» **Provided entries**

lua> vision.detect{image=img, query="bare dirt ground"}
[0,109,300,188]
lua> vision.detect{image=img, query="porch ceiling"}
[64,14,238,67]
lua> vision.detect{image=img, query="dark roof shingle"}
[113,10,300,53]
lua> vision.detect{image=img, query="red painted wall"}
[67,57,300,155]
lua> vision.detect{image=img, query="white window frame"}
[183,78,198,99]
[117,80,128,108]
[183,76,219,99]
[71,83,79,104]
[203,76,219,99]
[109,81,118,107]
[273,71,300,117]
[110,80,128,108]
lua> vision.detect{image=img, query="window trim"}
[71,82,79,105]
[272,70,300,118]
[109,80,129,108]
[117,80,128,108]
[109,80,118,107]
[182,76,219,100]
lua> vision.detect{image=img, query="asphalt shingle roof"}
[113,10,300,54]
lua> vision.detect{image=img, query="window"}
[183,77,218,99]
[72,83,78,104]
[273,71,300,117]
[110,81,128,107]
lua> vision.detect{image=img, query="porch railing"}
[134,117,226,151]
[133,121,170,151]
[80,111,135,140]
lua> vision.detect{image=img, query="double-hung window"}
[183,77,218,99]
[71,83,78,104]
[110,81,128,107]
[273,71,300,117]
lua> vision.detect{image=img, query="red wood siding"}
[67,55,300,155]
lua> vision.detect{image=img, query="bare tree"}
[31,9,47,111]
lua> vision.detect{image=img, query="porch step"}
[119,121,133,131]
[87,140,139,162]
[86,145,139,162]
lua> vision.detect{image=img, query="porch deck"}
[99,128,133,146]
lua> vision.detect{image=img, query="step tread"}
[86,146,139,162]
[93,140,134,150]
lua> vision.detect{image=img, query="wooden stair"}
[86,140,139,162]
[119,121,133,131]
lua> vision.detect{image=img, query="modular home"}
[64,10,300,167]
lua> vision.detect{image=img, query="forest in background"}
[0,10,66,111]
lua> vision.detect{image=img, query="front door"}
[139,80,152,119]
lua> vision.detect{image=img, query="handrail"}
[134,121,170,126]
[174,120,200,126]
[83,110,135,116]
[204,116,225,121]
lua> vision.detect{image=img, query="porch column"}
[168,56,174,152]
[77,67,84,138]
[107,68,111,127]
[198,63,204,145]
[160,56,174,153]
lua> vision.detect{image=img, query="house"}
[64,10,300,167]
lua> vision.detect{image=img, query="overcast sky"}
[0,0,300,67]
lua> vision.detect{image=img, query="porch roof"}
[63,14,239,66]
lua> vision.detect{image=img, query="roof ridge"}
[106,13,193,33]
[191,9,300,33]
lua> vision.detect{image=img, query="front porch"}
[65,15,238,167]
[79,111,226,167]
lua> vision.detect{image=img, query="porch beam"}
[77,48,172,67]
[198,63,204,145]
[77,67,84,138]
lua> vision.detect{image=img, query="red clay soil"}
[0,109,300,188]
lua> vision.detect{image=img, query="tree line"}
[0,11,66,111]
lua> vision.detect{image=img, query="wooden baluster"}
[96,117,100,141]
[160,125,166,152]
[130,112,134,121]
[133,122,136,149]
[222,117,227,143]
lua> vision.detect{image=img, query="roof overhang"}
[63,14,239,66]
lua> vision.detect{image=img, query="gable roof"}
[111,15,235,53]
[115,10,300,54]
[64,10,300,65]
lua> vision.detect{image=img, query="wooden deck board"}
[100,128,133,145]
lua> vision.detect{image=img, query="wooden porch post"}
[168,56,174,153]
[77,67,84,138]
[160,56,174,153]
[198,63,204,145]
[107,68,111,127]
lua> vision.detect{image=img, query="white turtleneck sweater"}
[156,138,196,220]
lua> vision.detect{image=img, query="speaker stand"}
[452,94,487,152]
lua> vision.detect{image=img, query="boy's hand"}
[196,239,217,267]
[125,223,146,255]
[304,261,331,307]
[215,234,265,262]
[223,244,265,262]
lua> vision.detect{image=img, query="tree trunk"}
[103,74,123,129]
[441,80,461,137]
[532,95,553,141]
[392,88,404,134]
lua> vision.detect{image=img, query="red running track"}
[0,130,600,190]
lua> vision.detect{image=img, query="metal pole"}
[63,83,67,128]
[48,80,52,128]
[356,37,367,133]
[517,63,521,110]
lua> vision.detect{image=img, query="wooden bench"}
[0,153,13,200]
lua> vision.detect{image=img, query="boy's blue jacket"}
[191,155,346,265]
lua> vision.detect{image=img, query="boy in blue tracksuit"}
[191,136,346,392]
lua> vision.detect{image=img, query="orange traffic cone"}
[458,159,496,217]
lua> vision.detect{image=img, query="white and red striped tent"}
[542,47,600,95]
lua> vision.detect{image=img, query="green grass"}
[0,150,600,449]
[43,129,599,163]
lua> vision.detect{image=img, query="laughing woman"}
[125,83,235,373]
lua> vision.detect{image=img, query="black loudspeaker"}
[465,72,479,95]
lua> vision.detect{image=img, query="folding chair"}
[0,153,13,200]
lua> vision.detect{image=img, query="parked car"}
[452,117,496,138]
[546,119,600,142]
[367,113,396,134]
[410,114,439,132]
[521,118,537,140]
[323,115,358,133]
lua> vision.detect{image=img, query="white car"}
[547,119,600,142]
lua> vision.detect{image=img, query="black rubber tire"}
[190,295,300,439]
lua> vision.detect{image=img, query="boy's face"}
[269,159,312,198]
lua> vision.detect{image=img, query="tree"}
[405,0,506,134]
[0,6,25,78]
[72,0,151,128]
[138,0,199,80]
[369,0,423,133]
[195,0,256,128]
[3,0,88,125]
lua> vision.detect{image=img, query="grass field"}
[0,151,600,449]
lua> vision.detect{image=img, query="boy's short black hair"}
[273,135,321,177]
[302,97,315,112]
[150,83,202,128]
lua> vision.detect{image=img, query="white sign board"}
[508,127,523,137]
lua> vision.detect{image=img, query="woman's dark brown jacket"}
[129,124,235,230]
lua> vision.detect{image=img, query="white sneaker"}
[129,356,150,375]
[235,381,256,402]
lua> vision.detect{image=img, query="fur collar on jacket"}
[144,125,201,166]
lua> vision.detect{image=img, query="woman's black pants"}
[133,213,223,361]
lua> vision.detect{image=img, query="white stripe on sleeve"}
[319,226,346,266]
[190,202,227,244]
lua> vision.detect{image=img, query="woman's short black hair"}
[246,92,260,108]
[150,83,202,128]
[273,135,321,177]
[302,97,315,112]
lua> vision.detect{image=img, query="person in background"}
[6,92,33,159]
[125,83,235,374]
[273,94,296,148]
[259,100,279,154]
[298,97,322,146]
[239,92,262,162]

» **Prompt**
Copy every line from the first one through the line containing "[113,10,300,53]", including both, and reproduce each character unchanged.

» **Response below**
lua> vision.detect{image=img, query="bare dirt ground"}
[0,109,300,188]
lua> vision.detect{image=img, query="porch ceiling"}
[64,14,238,67]
lua> vision.detect{image=img, query="dark roof shingle"}
[113,10,300,53]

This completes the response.